**ASSIGNMENT:**
Every line from the one with "Can you find the white electrical" through the final line of the entries below should be returned exactly; leave out all other lines.

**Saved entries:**

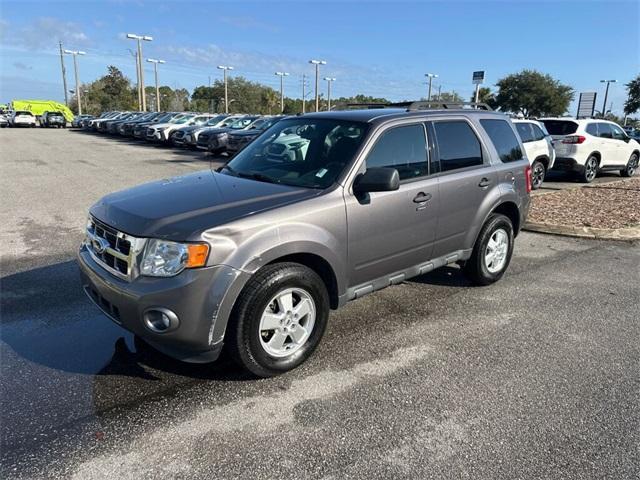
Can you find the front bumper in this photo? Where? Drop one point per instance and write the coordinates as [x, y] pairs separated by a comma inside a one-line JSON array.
[[201, 298]]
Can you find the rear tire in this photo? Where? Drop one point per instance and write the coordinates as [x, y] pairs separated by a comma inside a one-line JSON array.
[[538, 173], [249, 341], [492, 251], [590, 170], [632, 166]]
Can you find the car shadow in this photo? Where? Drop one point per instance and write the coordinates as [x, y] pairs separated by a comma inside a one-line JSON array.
[[48, 321]]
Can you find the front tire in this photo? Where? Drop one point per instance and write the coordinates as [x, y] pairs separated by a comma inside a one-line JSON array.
[[492, 251], [538, 172], [632, 166], [590, 170], [278, 320]]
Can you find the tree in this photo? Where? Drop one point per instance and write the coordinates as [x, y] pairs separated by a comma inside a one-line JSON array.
[[632, 104], [533, 94]]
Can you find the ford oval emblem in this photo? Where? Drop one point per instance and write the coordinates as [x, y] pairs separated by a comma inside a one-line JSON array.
[[99, 245]]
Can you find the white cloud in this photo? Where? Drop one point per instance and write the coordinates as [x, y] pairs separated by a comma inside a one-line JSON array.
[[44, 32]]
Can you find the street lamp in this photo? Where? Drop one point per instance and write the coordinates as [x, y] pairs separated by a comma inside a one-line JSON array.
[[225, 68], [317, 63], [430, 76], [75, 54], [329, 80], [606, 94], [155, 71], [282, 75], [140, 72]]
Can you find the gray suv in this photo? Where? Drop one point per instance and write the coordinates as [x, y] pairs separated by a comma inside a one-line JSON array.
[[319, 210]]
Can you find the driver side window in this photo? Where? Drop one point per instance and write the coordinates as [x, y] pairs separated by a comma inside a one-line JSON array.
[[403, 148]]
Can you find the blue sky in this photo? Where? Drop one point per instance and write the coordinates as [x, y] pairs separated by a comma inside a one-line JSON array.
[[376, 48]]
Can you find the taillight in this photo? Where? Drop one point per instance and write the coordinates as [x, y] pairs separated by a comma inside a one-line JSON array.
[[574, 139]]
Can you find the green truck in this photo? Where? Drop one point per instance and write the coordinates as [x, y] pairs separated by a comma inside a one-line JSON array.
[[38, 107]]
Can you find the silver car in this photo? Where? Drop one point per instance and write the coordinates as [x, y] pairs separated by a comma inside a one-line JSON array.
[[256, 254]]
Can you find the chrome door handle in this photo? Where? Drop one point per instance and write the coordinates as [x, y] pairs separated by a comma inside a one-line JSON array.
[[422, 197]]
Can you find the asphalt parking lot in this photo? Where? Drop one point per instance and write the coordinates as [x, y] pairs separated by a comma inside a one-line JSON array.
[[536, 376]]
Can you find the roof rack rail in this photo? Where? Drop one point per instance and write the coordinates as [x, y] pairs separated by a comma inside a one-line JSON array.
[[414, 106]]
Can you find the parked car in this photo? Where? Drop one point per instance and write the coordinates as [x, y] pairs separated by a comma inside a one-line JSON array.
[[215, 139], [539, 149], [188, 136], [588, 146], [254, 255], [53, 119], [77, 120], [160, 132], [237, 140], [176, 137], [21, 118]]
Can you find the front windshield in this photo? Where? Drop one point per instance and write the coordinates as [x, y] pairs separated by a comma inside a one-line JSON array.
[[304, 152], [241, 123], [214, 121]]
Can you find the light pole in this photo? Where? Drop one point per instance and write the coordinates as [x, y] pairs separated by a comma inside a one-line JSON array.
[[282, 75], [430, 76], [75, 54], [606, 94], [329, 80], [155, 71], [139, 39], [225, 68], [317, 63]]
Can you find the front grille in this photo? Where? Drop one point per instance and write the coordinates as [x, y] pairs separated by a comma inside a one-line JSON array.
[[111, 248]]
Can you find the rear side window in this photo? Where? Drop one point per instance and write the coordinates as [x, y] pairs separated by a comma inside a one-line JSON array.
[[592, 129], [560, 127], [503, 139], [402, 148], [524, 130], [458, 146], [604, 130], [538, 134]]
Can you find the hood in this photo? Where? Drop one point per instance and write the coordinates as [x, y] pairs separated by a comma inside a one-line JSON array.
[[180, 208]]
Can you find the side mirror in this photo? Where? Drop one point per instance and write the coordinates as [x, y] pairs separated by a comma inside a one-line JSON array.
[[377, 180]]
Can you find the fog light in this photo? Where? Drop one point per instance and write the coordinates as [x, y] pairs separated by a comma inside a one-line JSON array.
[[160, 320]]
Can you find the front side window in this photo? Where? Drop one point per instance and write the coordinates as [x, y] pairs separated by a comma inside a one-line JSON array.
[[524, 130], [503, 138], [604, 130], [592, 129], [458, 146], [618, 134], [403, 148], [302, 152]]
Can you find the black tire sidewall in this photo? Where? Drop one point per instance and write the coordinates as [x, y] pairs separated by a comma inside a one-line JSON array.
[[254, 301], [495, 222]]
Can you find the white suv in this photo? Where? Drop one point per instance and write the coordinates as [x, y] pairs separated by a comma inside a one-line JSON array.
[[590, 145], [538, 147]]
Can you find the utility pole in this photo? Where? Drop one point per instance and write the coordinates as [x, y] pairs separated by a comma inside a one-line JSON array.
[[606, 94], [304, 84], [64, 76], [282, 75], [430, 76], [139, 39], [155, 71], [329, 81], [225, 68], [75, 54], [317, 63]]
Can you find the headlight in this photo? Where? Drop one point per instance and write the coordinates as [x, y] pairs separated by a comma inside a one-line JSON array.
[[163, 258]]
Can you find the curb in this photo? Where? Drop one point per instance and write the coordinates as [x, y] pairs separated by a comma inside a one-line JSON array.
[[628, 234]]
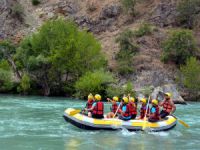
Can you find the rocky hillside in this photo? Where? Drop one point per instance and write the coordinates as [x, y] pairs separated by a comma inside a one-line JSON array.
[[106, 19]]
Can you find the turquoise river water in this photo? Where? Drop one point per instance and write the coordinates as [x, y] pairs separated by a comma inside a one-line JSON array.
[[36, 123]]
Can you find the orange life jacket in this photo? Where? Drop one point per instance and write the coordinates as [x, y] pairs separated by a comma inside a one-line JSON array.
[[127, 112], [132, 109], [167, 106], [89, 104], [114, 107], [98, 109], [157, 114], [143, 111]]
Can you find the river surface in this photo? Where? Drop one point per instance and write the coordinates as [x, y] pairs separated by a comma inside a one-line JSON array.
[[36, 123]]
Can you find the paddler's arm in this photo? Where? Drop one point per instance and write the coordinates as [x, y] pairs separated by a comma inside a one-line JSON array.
[[93, 105], [173, 107], [161, 103]]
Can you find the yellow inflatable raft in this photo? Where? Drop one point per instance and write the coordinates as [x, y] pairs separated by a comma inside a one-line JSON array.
[[85, 122]]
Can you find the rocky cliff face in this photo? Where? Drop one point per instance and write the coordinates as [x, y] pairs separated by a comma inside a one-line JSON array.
[[106, 20]]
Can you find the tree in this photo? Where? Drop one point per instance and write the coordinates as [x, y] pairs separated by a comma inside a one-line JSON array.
[[188, 12], [25, 83], [58, 54], [7, 50], [94, 82], [191, 74], [179, 46], [6, 83]]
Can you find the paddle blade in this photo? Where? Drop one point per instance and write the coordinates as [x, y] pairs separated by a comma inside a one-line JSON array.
[[144, 124], [183, 123], [74, 112]]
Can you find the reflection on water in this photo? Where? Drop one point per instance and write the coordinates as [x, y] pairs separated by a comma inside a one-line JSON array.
[[36, 123]]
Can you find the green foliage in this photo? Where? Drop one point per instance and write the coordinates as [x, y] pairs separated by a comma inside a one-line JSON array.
[[114, 90], [93, 82], [25, 83], [5, 77], [129, 6], [6, 49], [128, 89], [188, 12], [147, 90], [191, 74], [35, 2], [18, 11], [126, 53], [57, 54], [144, 29], [179, 46]]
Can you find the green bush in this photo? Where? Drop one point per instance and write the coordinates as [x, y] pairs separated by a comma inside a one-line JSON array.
[[129, 89], [125, 67], [114, 90], [18, 11], [179, 46], [188, 12], [35, 2], [25, 83], [57, 54], [6, 83], [127, 51], [144, 29], [129, 6], [191, 74], [93, 82]]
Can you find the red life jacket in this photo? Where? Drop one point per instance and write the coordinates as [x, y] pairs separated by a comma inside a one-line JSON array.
[[143, 111], [89, 104], [98, 109], [127, 112], [157, 114], [132, 109], [114, 107], [167, 106]]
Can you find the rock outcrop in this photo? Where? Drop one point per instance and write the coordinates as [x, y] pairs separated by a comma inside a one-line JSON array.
[[164, 14], [171, 88]]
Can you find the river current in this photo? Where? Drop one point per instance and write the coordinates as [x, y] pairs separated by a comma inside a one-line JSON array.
[[36, 123]]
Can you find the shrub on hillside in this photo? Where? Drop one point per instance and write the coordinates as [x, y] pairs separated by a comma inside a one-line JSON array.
[[179, 46], [191, 74], [144, 29], [18, 11], [25, 84], [188, 12], [93, 82], [58, 55], [6, 83], [129, 6], [35, 2]]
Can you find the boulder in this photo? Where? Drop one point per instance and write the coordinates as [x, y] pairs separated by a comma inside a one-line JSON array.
[[171, 88], [111, 11], [164, 14]]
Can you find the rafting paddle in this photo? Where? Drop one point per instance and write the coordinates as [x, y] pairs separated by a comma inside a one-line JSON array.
[[74, 112], [182, 122], [145, 118], [117, 110]]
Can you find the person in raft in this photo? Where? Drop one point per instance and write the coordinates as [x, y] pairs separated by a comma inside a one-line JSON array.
[[132, 107], [125, 110], [168, 106], [154, 115], [97, 108], [89, 105], [143, 108], [114, 107]]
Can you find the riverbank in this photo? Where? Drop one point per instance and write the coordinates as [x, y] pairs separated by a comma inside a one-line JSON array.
[[37, 123]]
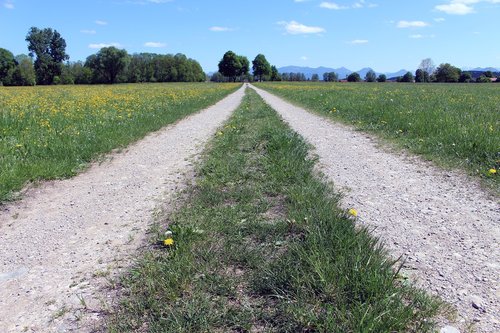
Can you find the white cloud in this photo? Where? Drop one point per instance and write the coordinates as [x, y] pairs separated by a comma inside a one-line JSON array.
[[412, 24], [356, 5], [155, 44], [296, 28], [461, 7], [220, 29], [101, 45], [358, 41], [8, 4], [332, 6], [456, 9]]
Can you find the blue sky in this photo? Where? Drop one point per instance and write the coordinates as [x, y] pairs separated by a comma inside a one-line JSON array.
[[386, 35]]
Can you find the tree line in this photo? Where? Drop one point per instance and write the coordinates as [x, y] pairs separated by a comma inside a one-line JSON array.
[[48, 63]]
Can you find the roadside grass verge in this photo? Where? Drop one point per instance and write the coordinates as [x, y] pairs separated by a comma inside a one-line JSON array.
[[260, 245], [51, 132], [455, 125]]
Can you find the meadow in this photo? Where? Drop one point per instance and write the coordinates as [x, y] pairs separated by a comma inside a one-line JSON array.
[[50, 132], [455, 125]]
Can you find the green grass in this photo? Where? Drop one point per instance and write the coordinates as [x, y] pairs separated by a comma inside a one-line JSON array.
[[261, 245], [455, 125], [53, 132]]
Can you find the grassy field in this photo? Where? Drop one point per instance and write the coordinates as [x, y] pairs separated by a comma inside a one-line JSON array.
[[261, 245], [456, 125], [52, 132]]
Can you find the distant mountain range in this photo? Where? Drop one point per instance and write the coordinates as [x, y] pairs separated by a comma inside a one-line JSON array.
[[343, 72]]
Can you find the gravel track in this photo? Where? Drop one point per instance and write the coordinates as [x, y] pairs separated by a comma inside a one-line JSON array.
[[442, 222], [59, 244]]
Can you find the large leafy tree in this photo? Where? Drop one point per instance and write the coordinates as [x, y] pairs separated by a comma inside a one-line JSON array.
[[108, 64], [275, 75], [370, 76], [427, 67], [50, 50], [261, 66], [354, 77], [24, 74], [7, 66], [230, 65], [447, 73]]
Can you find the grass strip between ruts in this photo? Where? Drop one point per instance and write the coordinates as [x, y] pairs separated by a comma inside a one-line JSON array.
[[260, 245]]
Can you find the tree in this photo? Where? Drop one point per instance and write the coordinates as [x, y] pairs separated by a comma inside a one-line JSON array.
[[370, 76], [107, 64], [50, 50], [465, 77], [217, 77], [428, 67], [7, 66], [24, 73], [275, 75], [447, 73], [330, 77], [420, 76], [488, 74], [408, 77], [245, 67], [261, 66], [230, 65], [483, 79], [382, 78], [354, 77]]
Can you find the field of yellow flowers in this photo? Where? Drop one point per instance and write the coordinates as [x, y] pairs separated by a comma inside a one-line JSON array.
[[51, 132], [456, 125]]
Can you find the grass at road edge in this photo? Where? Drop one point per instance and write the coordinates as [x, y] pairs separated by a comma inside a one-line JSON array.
[[454, 125], [261, 245]]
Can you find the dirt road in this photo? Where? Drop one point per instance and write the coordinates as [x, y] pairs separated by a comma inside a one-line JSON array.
[[59, 244], [442, 222]]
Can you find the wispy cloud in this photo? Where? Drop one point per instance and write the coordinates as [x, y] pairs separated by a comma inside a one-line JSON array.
[[296, 28], [462, 7], [356, 5], [412, 24], [101, 45], [155, 44], [332, 6], [419, 36], [8, 4], [358, 41], [220, 29]]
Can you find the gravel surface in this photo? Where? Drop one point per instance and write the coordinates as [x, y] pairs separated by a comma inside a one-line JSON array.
[[59, 245], [442, 222]]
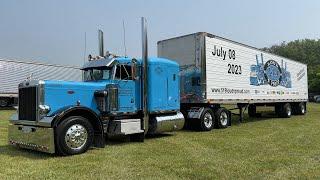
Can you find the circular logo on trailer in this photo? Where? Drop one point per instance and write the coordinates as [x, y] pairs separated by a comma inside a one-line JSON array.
[[272, 73]]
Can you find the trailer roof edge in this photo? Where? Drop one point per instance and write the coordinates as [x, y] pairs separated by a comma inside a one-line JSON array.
[[229, 40]]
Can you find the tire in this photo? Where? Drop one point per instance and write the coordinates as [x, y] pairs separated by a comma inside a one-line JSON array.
[[186, 120], [286, 111], [67, 138], [137, 137], [252, 110], [301, 108], [222, 118], [207, 120], [4, 102]]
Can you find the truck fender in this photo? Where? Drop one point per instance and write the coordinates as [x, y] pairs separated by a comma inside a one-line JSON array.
[[94, 119]]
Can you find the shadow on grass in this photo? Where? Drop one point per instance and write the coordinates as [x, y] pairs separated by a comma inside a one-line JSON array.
[[7, 108], [264, 116], [12, 151]]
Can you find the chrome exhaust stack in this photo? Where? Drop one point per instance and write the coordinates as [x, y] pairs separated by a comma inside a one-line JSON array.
[[145, 74]]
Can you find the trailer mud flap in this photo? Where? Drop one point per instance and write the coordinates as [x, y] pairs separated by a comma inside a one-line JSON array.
[[30, 137]]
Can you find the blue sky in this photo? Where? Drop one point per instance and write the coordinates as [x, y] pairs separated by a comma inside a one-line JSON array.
[[53, 31]]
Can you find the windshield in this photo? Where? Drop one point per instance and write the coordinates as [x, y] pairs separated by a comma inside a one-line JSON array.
[[95, 74]]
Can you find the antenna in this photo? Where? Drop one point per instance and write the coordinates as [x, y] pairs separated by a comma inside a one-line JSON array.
[[85, 47], [100, 38], [124, 38], [145, 74]]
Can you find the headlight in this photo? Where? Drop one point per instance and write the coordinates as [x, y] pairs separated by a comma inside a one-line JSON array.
[[44, 109]]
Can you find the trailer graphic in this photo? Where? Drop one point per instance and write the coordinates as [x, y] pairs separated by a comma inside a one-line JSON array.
[[269, 73]]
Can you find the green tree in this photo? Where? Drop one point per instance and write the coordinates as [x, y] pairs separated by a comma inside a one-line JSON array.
[[305, 51]]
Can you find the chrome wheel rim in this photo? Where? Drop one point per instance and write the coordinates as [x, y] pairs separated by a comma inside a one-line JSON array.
[[208, 120], [224, 118], [76, 137], [3, 103]]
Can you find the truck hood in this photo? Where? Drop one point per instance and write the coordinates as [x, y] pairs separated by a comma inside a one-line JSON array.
[[59, 94]]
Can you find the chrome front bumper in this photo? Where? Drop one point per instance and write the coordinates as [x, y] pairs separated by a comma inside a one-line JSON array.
[[32, 137]]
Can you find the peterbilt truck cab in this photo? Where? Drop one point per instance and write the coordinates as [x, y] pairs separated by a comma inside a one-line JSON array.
[[118, 96]]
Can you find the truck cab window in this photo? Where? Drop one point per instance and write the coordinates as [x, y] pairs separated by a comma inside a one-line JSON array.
[[95, 74], [123, 72]]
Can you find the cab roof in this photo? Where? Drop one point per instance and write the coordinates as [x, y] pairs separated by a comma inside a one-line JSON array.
[[105, 62]]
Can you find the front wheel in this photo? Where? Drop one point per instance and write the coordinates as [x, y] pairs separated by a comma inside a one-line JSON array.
[[74, 135]]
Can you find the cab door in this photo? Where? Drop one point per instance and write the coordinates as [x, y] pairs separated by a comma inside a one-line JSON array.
[[127, 88]]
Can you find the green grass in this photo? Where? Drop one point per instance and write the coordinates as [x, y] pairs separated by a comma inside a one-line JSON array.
[[262, 148]]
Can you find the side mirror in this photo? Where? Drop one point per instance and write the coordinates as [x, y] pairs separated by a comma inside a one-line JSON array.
[[134, 69]]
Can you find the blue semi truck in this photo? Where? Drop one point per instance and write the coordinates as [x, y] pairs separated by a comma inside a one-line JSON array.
[[135, 97]]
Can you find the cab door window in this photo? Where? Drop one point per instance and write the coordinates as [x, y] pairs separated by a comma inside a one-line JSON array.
[[123, 72]]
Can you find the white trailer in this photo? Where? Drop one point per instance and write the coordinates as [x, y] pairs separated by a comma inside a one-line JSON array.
[[13, 72], [215, 71]]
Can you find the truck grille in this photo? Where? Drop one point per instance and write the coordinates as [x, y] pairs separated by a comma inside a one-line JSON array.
[[28, 103]]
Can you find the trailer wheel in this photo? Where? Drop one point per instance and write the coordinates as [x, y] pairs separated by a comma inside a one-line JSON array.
[[286, 110], [222, 116], [4, 102], [301, 108], [74, 135], [252, 110], [207, 120]]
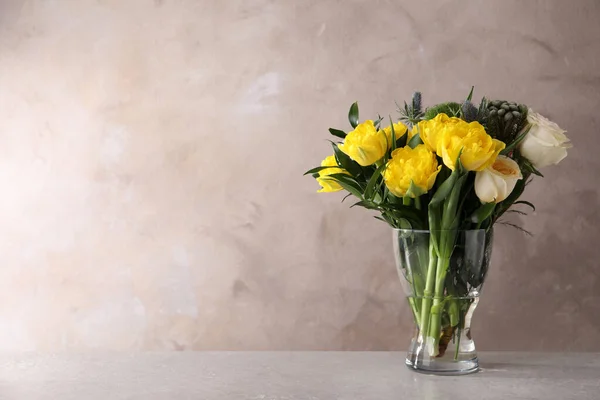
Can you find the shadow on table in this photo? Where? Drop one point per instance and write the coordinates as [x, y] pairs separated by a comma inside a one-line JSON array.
[[535, 370]]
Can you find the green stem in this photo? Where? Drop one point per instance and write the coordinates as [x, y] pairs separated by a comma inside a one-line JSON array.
[[418, 203], [458, 333], [428, 292], [435, 327]]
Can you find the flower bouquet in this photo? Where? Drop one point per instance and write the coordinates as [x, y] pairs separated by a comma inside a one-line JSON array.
[[442, 177]]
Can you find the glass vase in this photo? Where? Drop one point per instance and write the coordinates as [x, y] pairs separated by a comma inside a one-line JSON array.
[[442, 273]]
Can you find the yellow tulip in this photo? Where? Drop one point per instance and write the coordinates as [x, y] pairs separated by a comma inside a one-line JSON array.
[[329, 185], [447, 136], [478, 148], [408, 166], [365, 144], [399, 130], [432, 130]]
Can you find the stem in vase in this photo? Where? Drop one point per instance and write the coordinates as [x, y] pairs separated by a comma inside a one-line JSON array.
[[435, 327], [428, 292]]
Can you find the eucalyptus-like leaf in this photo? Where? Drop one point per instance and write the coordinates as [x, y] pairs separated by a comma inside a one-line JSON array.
[[337, 133], [353, 114], [482, 213]]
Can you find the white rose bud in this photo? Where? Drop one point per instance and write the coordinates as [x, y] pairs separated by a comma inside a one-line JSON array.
[[496, 182], [546, 143]]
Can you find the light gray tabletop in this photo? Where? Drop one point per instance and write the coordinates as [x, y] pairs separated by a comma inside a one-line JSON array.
[[290, 376]]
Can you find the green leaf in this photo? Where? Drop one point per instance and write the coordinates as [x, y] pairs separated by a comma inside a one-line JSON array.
[[482, 213], [393, 134], [470, 96], [366, 204], [510, 147], [353, 114], [373, 181], [337, 132], [402, 211], [446, 187], [345, 162], [414, 191], [348, 183], [401, 141], [528, 166], [345, 197], [414, 141], [316, 169], [451, 203], [526, 203]]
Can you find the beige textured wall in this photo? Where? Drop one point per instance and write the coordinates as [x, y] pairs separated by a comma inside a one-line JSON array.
[[151, 155]]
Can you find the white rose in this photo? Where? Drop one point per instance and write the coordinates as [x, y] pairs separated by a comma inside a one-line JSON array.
[[496, 182], [546, 143]]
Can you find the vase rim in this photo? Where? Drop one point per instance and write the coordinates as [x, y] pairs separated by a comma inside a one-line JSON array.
[[440, 230]]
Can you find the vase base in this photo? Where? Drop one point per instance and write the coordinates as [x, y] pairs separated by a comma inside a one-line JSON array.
[[463, 367]]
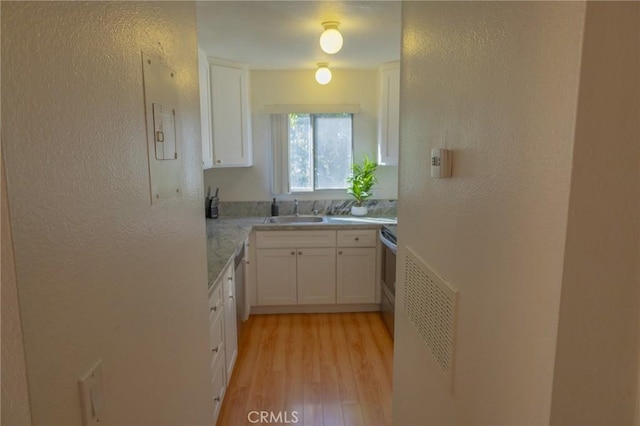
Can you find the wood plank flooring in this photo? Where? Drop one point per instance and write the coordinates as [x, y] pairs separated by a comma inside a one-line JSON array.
[[330, 369]]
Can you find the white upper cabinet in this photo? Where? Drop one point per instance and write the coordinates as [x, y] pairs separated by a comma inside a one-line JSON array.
[[230, 115], [389, 115], [205, 109]]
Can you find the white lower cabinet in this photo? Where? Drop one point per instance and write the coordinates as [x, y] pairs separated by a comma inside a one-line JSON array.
[[216, 345], [356, 266], [230, 324], [306, 268], [296, 276], [219, 385], [316, 273], [223, 338], [276, 277], [356, 279]]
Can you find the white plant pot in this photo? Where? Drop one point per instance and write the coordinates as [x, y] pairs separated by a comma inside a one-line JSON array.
[[359, 210]]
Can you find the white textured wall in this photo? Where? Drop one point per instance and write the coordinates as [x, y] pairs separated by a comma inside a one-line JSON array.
[[497, 82], [597, 358], [15, 394], [100, 272], [300, 87]]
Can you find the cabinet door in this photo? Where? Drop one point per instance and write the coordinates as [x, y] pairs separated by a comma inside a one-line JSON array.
[[356, 277], [230, 116], [276, 276], [316, 276], [230, 325], [205, 109], [389, 118]]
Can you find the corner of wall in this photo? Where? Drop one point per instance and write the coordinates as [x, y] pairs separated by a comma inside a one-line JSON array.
[[15, 408]]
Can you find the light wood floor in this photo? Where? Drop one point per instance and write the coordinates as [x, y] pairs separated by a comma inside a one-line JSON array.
[[331, 369]]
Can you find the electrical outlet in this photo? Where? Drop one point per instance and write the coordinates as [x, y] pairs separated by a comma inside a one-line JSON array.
[[91, 396]]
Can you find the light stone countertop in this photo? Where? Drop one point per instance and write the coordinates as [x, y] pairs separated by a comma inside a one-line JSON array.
[[225, 235]]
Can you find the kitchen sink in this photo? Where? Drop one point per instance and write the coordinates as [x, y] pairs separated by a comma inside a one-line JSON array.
[[296, 219]]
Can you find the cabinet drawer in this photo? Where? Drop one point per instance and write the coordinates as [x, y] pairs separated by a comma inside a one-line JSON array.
[[215, 301], [218, 384], [357, 238], [216, 334], [295, 239]]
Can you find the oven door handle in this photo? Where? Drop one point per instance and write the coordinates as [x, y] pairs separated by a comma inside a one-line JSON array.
[[386, 242]]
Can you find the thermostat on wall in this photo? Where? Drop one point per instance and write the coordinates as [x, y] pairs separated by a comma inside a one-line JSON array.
[[441, 163]]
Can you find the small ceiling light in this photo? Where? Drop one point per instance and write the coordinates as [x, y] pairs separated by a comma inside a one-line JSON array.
[[331, 39], [323, 73]]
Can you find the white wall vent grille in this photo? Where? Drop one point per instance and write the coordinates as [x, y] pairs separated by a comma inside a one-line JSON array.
[[430, 304]]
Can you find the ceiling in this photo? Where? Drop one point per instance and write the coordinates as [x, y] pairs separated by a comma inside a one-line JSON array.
[[285, 34]]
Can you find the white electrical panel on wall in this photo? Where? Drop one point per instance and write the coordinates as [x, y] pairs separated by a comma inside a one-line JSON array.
[[161, 97], [441, 162]]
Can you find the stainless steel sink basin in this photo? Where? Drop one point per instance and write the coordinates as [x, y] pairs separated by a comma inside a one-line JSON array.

**EXERCISE ANSWER:**
Can you find the white electrical panel on wall in this photo? Where? Drop one point per instance and write the coordinates as [x, y] pairs separated by a comma inside a one-line JSON array.
[[161, 97], [441, 162]]
Can you find the stainless steel sink basin in this photo? Where? Drop one point per instance and write the coordinates as [x, y] pairs separated by a comma inside a one-line JSON array.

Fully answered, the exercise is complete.